| PROVIDED INFORMATION |
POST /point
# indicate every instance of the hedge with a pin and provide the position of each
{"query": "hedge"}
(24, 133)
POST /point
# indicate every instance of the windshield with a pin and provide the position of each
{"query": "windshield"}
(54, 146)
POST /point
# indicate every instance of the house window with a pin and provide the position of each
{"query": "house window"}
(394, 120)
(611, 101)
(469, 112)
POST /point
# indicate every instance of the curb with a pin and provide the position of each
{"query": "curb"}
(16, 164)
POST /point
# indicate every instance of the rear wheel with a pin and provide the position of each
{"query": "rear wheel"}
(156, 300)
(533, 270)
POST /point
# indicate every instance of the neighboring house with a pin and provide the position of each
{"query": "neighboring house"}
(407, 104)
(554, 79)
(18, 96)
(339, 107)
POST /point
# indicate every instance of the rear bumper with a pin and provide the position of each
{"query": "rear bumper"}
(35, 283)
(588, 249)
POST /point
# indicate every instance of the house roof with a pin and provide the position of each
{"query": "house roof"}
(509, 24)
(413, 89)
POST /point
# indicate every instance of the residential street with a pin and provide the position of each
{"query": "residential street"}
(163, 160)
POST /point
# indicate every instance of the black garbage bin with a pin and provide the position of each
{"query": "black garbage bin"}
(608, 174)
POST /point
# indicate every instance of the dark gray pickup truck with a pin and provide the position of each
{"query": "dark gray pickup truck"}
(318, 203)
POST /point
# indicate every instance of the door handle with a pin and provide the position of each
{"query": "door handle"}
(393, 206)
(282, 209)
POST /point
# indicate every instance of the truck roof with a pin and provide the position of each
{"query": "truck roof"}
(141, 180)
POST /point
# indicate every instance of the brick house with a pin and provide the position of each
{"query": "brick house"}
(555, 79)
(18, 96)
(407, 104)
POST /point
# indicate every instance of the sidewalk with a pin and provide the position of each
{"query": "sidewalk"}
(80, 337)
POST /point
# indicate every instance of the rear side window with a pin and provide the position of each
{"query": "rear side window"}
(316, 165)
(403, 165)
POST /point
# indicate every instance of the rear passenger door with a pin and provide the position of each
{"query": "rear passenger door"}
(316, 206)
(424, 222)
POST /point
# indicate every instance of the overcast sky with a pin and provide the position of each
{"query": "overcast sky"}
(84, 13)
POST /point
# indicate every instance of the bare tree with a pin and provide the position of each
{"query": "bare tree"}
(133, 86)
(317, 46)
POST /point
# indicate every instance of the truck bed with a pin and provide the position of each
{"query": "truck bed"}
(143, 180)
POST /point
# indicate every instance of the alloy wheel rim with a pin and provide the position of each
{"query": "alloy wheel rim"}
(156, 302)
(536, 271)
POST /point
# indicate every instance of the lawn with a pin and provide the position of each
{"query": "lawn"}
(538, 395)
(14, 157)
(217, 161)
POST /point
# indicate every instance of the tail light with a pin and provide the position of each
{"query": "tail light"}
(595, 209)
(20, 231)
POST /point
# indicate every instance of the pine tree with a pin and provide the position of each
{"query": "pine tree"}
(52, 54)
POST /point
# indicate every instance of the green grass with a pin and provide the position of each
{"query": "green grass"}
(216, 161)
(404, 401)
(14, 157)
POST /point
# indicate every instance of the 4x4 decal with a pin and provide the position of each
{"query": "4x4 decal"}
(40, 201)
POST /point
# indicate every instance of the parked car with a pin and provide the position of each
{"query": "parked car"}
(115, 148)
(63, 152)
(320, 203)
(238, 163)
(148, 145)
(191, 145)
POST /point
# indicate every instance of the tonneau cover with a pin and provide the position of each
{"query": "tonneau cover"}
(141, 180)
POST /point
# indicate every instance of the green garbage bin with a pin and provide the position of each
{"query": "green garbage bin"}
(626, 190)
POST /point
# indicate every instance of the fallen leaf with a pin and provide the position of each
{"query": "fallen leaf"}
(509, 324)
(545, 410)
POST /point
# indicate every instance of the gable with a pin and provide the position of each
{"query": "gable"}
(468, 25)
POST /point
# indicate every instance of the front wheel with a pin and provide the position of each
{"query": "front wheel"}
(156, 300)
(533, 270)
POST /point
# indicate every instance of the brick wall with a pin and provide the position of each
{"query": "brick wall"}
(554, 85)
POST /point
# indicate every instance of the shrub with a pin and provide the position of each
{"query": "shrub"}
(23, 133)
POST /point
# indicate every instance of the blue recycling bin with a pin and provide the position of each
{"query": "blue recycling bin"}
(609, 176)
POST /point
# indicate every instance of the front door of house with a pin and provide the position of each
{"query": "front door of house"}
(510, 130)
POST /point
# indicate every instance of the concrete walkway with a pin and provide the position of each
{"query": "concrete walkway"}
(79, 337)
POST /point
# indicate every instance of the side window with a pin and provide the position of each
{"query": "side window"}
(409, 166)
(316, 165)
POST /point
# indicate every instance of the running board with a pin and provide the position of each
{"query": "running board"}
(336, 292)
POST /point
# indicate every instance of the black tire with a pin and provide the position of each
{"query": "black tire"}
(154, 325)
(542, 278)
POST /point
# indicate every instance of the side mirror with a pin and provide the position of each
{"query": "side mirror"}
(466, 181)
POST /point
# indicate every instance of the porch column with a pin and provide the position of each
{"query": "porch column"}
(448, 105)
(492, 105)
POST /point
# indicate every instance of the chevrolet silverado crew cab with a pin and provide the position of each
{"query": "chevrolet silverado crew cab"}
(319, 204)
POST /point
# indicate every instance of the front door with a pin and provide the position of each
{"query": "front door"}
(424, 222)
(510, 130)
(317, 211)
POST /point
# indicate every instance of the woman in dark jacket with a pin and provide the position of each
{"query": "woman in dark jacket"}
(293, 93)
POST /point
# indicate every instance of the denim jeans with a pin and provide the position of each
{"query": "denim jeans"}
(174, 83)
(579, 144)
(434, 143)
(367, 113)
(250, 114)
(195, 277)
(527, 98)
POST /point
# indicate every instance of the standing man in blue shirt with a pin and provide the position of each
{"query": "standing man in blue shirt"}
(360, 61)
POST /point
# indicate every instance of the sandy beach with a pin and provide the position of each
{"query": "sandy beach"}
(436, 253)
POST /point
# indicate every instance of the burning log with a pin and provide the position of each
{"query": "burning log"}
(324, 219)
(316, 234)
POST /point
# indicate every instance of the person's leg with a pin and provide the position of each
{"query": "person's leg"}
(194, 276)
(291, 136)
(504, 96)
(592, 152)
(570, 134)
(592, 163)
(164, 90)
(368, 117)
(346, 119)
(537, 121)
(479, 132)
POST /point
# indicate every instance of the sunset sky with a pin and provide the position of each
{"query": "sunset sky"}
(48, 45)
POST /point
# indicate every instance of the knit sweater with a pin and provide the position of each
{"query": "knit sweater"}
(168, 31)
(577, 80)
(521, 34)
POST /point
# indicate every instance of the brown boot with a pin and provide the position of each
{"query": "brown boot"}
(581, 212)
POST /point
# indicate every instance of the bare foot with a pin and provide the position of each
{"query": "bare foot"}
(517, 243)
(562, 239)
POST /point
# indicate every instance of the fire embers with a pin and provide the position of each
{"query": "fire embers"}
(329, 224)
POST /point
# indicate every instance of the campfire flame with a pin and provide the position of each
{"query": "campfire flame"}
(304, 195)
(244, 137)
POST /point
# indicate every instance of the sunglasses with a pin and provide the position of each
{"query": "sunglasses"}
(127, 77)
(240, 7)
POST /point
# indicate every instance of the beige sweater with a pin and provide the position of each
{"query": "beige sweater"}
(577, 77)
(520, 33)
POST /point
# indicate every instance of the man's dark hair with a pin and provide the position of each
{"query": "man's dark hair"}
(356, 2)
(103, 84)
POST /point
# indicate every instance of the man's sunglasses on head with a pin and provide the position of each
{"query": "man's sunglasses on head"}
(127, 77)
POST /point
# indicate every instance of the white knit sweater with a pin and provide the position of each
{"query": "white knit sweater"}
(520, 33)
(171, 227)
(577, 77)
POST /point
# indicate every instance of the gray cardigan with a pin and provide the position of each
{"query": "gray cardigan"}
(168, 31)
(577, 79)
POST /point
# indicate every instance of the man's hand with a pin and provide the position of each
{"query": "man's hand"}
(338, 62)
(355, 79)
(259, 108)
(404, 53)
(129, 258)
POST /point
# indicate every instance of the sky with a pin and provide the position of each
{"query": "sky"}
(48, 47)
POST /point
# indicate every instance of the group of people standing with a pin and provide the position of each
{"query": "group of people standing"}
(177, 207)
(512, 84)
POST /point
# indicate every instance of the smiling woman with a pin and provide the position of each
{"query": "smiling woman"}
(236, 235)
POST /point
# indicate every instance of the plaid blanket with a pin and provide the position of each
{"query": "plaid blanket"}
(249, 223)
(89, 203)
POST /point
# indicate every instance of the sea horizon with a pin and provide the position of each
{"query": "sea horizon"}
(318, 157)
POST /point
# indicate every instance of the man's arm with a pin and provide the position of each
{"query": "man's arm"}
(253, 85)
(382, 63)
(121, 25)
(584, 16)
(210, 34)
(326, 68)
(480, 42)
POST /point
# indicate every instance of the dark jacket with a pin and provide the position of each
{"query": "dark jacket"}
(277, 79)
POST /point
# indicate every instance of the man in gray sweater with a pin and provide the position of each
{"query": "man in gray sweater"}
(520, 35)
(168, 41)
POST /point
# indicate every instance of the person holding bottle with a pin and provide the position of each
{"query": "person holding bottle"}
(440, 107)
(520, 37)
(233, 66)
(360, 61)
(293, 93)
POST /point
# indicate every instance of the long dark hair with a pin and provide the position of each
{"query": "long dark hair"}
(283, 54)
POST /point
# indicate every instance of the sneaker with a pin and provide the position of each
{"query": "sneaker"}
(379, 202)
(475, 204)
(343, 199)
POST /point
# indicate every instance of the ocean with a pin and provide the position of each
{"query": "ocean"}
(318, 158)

| SHORT EXERCISE |
Show each line of the listing above that contains the string "rear".

| ANSWER FOR THE TASK |
# indicate every instance of the rear wheel with a pin and provide the position of each
{"query": "rear wheel"}
# indicate every instance of the rear bumper with a pin and provide the position of each
{"query": "rear bumper"}
# indicate every instance of the rear side window with a pin and provide the position of each
{"query": "rear side window"}
# indicate every instance of the rear passenger door with a pin and provide the position of each
{"query": "rear passenger door"}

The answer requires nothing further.